*Stated goal 1*
Rewrite the passage on Emmanuelle Riva below, starting at the words "For many, Emmanuelle" and stopping after "on the stage.", with "movies" changed to "films".

*Document segment*
For many, Emmanuelle Riva will be best known for her Oscar-nominated role as Anne in Michael Haneke’s profoundly moving and riveting exploration of love under pressure, Amour (2012). But Riva’s career began in 1957, and sixty years on, she remains a well-respected actress who made a lasting impression in a string of movies made in the Sixties, and who had an equally impressive career on the stage.

Like John Hurt, who also died on 27 January 2017, Riva wanted to act at a young age but was given little support by her family. She moved from her rural home to Paris in 1953, and was soon awarded a scholarship. Though too old to enter the French National Academy of Dramatic Arts, word of her abilities as an actress soon landed her roles, beginning with a production of George Bernard Shaw’s Arms and the Man. But it was her role as Elle in Alain Resnais’ haunting Hiroshima mon amour (1959) that brought her instant, worldwide recognition. From there she made a number of critically and commercially successful French films that cemented her reputation, and allowed her to continue working in the theatre and occasionally in television.

*Extracted information*
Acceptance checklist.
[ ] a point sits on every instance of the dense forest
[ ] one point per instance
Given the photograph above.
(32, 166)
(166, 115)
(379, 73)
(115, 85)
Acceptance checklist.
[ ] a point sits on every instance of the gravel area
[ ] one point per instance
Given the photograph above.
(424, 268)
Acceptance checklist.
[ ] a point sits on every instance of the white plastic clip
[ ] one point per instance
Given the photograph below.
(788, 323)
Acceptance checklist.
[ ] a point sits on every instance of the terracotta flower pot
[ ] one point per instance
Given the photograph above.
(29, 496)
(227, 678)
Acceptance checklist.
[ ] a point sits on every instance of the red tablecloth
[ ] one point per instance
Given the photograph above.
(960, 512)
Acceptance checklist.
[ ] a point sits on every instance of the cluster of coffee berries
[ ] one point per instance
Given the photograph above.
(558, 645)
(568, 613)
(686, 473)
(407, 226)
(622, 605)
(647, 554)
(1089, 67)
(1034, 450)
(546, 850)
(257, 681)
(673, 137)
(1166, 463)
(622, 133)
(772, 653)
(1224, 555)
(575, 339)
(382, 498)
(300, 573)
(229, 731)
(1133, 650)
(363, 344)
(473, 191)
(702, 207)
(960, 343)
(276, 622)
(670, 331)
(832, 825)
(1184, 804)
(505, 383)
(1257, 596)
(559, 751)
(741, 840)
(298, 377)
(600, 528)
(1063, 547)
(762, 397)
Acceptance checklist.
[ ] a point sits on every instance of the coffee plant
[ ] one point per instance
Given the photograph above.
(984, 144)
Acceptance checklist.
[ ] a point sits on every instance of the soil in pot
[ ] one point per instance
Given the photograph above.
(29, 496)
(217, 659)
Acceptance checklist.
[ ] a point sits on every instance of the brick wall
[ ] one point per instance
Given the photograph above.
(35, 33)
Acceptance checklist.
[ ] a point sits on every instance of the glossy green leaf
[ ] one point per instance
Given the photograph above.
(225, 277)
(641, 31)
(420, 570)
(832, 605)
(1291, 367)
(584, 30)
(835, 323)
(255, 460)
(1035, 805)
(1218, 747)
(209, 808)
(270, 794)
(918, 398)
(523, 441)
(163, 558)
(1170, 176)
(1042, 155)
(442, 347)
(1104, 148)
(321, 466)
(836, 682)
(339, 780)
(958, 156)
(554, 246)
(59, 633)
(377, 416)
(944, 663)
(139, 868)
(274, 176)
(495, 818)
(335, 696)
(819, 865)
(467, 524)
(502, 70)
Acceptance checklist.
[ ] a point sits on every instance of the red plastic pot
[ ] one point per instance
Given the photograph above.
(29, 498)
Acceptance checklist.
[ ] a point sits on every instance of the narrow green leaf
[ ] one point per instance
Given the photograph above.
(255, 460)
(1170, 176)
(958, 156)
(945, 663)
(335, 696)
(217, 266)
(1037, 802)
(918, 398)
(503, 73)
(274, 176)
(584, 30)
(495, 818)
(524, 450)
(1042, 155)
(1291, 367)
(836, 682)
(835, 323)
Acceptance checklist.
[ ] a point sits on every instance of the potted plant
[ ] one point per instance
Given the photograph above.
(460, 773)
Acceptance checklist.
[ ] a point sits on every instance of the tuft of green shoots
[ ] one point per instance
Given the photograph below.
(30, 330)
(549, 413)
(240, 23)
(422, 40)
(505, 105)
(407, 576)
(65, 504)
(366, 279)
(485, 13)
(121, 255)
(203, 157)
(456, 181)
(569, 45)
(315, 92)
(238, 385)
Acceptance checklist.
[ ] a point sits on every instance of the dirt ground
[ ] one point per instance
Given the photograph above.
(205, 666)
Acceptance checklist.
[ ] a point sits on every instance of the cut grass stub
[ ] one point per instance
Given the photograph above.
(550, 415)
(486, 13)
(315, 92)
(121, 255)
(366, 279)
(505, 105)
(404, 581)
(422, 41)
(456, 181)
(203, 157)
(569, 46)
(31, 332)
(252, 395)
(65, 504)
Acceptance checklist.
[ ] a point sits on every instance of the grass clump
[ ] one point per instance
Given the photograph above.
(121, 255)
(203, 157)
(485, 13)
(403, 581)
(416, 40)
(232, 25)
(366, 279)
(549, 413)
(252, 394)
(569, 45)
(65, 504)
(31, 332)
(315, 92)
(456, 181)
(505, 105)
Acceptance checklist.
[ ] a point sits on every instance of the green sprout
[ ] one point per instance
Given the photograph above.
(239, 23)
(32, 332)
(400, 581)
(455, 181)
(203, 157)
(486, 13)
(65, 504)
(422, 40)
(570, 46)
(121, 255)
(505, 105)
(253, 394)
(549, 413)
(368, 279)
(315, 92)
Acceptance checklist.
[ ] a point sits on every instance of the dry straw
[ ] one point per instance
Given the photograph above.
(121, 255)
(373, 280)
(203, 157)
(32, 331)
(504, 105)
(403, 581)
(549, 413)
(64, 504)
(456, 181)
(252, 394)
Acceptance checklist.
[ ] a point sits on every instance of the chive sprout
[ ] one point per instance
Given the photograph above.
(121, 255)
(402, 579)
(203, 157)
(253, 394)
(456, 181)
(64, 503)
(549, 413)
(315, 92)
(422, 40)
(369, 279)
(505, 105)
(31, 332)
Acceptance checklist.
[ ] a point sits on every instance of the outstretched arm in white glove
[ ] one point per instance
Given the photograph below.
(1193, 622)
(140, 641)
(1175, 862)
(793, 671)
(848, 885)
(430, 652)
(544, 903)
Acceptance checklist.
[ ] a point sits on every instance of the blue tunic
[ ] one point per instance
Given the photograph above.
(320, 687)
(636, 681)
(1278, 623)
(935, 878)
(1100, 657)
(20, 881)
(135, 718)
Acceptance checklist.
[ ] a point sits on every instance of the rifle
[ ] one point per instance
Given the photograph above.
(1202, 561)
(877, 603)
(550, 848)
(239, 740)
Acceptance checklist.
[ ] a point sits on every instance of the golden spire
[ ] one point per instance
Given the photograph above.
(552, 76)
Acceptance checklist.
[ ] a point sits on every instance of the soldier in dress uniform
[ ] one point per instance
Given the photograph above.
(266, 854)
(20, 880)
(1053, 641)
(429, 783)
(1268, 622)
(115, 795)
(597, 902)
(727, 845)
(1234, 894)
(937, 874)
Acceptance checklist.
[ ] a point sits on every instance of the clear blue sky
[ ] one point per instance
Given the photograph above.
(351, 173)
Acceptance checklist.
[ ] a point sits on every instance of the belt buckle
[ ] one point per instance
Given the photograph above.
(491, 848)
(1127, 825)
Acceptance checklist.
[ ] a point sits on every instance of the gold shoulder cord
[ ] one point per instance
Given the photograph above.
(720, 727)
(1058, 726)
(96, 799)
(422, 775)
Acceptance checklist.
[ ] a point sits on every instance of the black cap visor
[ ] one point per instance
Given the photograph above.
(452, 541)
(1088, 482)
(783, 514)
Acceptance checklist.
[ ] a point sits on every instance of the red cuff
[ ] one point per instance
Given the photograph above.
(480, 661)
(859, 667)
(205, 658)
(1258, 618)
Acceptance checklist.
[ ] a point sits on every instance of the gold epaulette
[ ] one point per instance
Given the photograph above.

*Stated goal 2*
List each line of the records above that contains the word "white".

*Correct response 1*
For many, Emmanuelle Riva will be best known for her Oscar-nominated role as Anne in Michael Haneke’s profoundly moving and riveting exploration of love under pressure, Amour (2012). But Riva’s career began in 1957, and sixty years on, she remains a well-respected actress who made a lasting impression in a string of films made in the Sixties, and who had an equally impressive career on the stage.

*Correct response 2*
[ ] a point sits on every instance of the white plastic clip
[ ] a point sits on every instance of the outstretched arm in white glove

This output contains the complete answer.